Aufgabe 1:
Beantworte anhand des Lesetexts:
(a) Welche Photoshop-Version wird verwendet?
(b) Welche Ecke des Bildes ist schlecht ausgeleuchtet?
(c) Auf wie vielen Bildschirmen wirken Decke und Holz leicht entsättigt?

Lesetext:

--------

# Grundlage: Gradationskurve (Ecke aufhellen)



## ZodiacXP (17. November 2010)

Servus.

Mittlerweile versuche ich mich auch an Photoshop (hier: CS2) und spiele immer mehr mit den Werkzeugen und Einstellungsebenen (wofür CS2 bisher reicht  ).

Doch mit dem angehängten Bild bin ich nicht zufrieden! Schnell eine Tonwertkorrektur gemacht und anschließend versucht die schlecht ausgeleuchtete Ecke (oben links) noch zu retten per Gradationskurve.

(Welche Punkte ich gewählt hab zeigt die oberste Ebene - einen hellen und das Dunkle)

Während der helle Punkt festgehalten wird, habe ich den dunklen Punkt etwas hochgezogen, allerdings gefallen mir die Farben der decke dann nicht mehr. Für meine Augen (auf 2 Bildschirmen) wird Decke und Holz leicht entsättigt.

--------

Vorliegende Zeilen:

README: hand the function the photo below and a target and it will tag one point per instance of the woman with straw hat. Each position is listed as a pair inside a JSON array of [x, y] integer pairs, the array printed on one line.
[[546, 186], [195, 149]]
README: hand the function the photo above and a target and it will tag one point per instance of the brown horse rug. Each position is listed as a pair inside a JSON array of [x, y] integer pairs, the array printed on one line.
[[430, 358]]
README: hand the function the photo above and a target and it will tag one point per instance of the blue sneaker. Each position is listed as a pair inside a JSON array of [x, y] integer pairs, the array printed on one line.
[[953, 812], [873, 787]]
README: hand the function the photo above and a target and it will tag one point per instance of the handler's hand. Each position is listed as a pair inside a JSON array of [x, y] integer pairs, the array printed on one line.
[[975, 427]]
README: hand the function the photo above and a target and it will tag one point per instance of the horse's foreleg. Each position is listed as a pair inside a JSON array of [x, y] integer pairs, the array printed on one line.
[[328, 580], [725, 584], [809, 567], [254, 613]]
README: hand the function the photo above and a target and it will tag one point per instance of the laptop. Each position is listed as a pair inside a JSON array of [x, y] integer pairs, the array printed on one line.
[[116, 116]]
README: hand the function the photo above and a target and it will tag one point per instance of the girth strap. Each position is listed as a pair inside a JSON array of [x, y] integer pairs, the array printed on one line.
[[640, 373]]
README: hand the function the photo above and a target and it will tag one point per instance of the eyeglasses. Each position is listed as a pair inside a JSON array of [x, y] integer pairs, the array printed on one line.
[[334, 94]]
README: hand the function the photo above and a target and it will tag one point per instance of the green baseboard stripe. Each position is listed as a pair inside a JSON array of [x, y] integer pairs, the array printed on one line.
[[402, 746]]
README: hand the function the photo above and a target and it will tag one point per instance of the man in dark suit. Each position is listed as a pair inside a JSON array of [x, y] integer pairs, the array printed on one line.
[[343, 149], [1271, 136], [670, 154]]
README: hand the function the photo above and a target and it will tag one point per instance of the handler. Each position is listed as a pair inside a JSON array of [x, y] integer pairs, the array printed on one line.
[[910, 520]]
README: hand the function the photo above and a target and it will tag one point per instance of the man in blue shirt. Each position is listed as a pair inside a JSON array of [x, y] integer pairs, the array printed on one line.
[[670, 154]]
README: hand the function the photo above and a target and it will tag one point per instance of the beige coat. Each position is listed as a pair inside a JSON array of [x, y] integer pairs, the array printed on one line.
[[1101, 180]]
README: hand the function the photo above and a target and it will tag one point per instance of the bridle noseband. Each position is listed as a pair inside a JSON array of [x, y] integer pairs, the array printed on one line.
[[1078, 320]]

--------

Aufgabe 2: Bitte dupliziere aus den Zeilen, nicht aus dem Lesetext, alles ab der Zeile mit „of the beige“ bis einschließlich der Zeile mit „[[1101, 180]]“.

Lösung 1:
(a) CS2
(b) Die Ecke oben links
(c) Auf 2 Bildschirmen

Lösung 2:
README: hand the function the photo above and a target and it will tag one point per instance of the beige coat. Each position is listed as a pair inside a JSON array of [x, y] integer pairs, the array printed on one line.
[[1101, 180]]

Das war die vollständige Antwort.